Russland durchbricht ukrainische Verteidigungslinie im Donezbecken
Militäranalyst: „Doppelkessel“ um Pokrowsk und Torezk / Russische Drohnenangriffe erschweren Bau neuer ukrainischer Verteidigungsanlagen / Ukrainischer Kommandant kritisiert Generalstab: „sehr sinnlose Befehle“
(Diese Meldung ist eine Übernahme von Multipolar)
Die russische Armee hat seit Ende April zentrale ukrainische Verteidigungslinien im Donezbecken (Donbass) zwischen den Städten Pokrowsk und Torezk durchbrochen und erhebliche Geländegewinne in nördlicher Richtung erzielt. Zehn bis zwanzig Quadratkilometer Land fallen derzeit täglich an das russische Militär, erklärte der österreichische Oberst und Militäranalyst Markus Reisner. In der Folge wurde auch eine wichtige Nachschublinie der ukrainischen Armee zwischen Pokrowsk (Russisch: Krasnoarmejsk) und Torezk (Dserschinsk) unterbrochen. Dadurch sei laut Reisner ein „Doppelkessel“ um diese beiden Bergbaustädte entstanden. Mit dem Vorstoß sei es der russischen Armee gelungen, die vierte, „improvisierte“ ukrainische Verteidigungslinie zu durchstoßen, die zum Teil nur aus Stacheldraht bestanden habe.
Mit Drohnenangriffen störe die russische Seite mittlerweile auch das Errichten neuer Verteidigungsanlagen, so dass es möglicherweise zu einem „operativen Durchbruch“ an der Front komme. Der Erfolg der russischen Armee basiere auf dem Einsatz von zehn bis 15 Elite-Drohnentruppen, die mit glasfasergesteuerten Drohnen „weit hinter den ukrainischen Linien“ den Nachschub der Armee Kiews angreifen, erklärt Reisner weiter. Dieses Vorgehen habe die russische Seite bereits bei der Rückeroberung des von der Ukraine besetzten Gebietes bei Kursk angewendet. Dort sei es ihr gelungen, die ukrainische Versorgungslinie südlich der Stadt Sudscha zu durchbrechen, was zum Rückzug der ukrainischen Einheiten geführt habe. An dem nun auch im Raum zwischen Pokrowsk und Torezk bis hin zu dem nördlich von Torezk gelegenen Tschassiw Jar (Tschassow Jar) eingesetzten Vorgehen sei zu erkennen, dass Drohnen mittlerweile auf „taktisch-operativer Ebene“ zum „Game-Changer“ geworden seien.
Die russischen Erfolge im mittleren Frontabschnitt hätten zu Kritik auf der ukrainischen Seite geführt, erläutert Reisner. So habe beispielsweise Alexander Schirschin, ein ukrainischer Bataillonskommandant aus der 47. mechanisierten Brigade, in den sozialen Medien „sehr wütend“ darauf hingewiesen, dass der Generalstab „kein klares Lagebild“ von dem habe, was tatsächlich an der Front passiere. Zudem habe es auch „sehr sinnlose Befehle“ gegeben. Reisner teilt die Kritik, da anhand der Videos von der Front zu erkennen sei, dass die ukrainischen Soldaten unter dem „Dauerfeuer russischer Artillerie und Drohnen“ nicht wüssten, wohin sie sich zurückziehen sollen. Sie seien aufgrund des Befehls, das Gelände zu halten, in einer „verzweifelten“ Situation und machten einen „demoralisierten“ Eindruck. Zudem seien die ukrainischen Bataillone mit nur noch etwa einem Drittel der Sollstärke und nach drei Jahren Kampfeinsatz sehr geschwächt.

********************

*Gestellte Aufgabe A:*
Ordne die Einträge von ihrem Anfang bis einschließlich der Zeile mit "Query: white painted wall" als JSON-Liste von Zeichenketten an, mit einer Zeichenkette pro Zeile und ohne Leerzeilen.
*Gestellte Aufgabe B:*
Knüpfe an den Bericht über die Kämpfe im Donezbecken an und schreibe ihn nach seinem letzten Satz weiter.
Der Bericht über die Kämpfe im Donezbecken und die Einträge stammen aus verschiedenen Quellen.

Umriss-Einträge:
********************

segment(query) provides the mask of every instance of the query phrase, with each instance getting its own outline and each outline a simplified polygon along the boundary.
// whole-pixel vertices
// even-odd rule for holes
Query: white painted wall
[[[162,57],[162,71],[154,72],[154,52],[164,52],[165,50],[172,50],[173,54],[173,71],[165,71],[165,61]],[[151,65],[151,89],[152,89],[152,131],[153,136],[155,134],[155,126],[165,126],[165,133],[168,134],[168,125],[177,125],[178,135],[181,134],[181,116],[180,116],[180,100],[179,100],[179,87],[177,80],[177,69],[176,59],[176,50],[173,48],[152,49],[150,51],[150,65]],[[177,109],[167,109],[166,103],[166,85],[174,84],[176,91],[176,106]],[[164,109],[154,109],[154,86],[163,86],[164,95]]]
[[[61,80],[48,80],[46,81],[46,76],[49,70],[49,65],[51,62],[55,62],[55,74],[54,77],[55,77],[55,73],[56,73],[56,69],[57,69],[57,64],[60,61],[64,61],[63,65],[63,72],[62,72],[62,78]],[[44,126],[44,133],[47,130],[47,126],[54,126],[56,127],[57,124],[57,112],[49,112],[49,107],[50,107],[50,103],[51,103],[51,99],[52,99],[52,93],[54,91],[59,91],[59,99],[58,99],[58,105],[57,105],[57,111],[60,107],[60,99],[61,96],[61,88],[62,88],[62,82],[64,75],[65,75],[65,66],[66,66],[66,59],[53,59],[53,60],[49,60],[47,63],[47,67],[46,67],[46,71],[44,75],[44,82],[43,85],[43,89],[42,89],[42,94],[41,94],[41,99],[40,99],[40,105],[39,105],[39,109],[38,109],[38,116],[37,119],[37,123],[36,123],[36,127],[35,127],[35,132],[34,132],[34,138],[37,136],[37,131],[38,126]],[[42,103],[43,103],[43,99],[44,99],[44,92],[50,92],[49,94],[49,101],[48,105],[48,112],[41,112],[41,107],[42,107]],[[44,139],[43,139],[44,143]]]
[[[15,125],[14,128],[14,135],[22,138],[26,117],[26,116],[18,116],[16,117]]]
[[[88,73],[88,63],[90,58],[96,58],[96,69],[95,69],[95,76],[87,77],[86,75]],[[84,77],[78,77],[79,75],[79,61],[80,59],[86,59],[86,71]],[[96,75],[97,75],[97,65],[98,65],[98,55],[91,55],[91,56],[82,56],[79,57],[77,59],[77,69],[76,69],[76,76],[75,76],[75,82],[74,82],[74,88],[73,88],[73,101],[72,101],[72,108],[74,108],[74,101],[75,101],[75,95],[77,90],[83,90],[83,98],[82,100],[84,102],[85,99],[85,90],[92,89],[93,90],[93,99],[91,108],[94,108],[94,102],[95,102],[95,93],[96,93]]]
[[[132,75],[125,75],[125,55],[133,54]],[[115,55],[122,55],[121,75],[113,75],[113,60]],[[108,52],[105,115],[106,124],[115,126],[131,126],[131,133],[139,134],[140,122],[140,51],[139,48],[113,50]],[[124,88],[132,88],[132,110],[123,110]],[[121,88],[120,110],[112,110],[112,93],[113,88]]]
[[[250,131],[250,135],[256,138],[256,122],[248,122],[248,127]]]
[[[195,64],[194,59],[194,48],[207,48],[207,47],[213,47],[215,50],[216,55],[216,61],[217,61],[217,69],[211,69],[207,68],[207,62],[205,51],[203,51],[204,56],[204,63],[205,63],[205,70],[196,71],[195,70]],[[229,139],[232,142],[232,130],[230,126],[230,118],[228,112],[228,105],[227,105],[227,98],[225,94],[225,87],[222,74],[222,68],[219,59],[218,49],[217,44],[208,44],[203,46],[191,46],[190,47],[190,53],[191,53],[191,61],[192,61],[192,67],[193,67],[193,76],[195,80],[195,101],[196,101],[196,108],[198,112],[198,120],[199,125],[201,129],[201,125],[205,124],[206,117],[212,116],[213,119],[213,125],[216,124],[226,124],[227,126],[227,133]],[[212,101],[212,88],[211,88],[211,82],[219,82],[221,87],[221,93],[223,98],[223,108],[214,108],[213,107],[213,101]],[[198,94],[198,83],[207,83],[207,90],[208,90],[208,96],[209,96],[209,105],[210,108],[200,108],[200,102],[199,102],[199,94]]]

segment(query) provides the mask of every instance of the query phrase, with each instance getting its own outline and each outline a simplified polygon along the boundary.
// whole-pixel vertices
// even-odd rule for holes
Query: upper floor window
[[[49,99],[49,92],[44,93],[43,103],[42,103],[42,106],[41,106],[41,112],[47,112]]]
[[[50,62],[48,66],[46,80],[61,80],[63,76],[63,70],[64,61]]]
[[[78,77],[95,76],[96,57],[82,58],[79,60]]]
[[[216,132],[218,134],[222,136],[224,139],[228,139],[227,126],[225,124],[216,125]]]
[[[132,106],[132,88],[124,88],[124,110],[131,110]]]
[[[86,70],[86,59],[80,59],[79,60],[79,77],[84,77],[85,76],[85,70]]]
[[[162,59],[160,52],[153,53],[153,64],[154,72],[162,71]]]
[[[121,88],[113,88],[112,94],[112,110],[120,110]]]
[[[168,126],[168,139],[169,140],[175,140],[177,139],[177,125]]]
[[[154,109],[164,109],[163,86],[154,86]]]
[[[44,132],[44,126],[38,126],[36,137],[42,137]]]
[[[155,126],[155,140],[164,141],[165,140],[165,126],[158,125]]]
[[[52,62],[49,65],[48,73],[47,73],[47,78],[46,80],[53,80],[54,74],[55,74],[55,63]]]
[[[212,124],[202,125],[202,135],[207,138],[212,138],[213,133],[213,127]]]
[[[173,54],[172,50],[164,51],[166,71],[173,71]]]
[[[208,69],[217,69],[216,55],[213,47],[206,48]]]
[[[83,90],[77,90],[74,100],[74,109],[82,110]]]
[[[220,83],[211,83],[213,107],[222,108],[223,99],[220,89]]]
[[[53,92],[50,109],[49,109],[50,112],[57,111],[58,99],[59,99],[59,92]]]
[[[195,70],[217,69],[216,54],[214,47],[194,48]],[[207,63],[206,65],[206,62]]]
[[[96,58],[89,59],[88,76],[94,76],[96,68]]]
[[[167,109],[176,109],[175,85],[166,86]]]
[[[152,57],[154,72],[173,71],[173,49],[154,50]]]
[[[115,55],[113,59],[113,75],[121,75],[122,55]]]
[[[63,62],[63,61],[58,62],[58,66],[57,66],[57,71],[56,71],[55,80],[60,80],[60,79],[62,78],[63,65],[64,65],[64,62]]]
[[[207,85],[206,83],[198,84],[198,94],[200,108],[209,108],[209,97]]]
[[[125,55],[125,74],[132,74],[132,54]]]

********************

*Ergebnis A:*
[
  "segment(query) provides the mask of every instance of the query phrase, with each instance getting its own outline and each outline a simplified polygon along the boundary.",
  "// whole-pixel vertices",
  "// even-odd rule for holes",
  "Query: white painted wall"
]

*Ergebnis B:*
Die im Nord-, Mittel- und Südabschnitt laufenden Angriffe der russischen Armee seien laut dem österreichischen Oberst Teil der Frühjahrsoffensive, die mit den Erfolgen im Mittelabschnitt früher als erwartet „kulminiere“. Sie diene als Vorbereitung der anstehenden Sommeroffensive, die aus russischer Sicht zu dem erhofften operativen Durchbruch führen soll. Falls die Ukraine nicht unterstützt werde, könne der russische Plan Erfolg haben, schließt Reisner.
Die US-Tageszeitung „Washington Post“ berichtet auf Basis der Einschätzungen ukrainischer Militäranalysten, dass der Kreml im Rahmen der Sommeroffensive kleinere Angriffe entlang der Grenze zu den nordostukrainischen Regionen Sumy und Charkiw (Russisch: Charkow) plane. Derzeit seien 125.000 russische Soldaten an der Grenze zu diesen Regionen stationiert – nach Angaben des ukrainischen Militärgeheimdienstes „nicht annähernd genug“, um zwei regionale Hauptstädte einzunehmen. Wahrscheinlicher sei, dass diese Truppen dazu eingesetzt würden, „Pufferzonen“ entlang der Grenze zu schaffen, um weitere ukrainische Übergriffe auf die russischen Regionen Kursk oder Belgorod zu verhindern. Ansonsten gebe die russische Militärführung der Eroberung von Pokrowsk und der nördlich von Torezk gelegenen Stadt Kostjantyniwka (Konstantinowka) den Vorrang.
Die russische Armee hat Pokrowsk und Torezk seit Mitte 2024 im Visier. Nachdem Torezk und Tschassiw Jar Anfang 2025 von russischen Einheiten erobert wurden und die Einkesselung von Pokrowsk immer weiter voranschritt, startete die ukrainischen Armee im März mit Truppen, die aus der Region Kursk abgezogen worden waren, kleinere Gegenoffensiven bei Pokrowsk und Torezk. Dieses Vorgehen führte jedoch unter anderem zum Verlust des von der Ukraine besetzen Gebietes bei Kursk.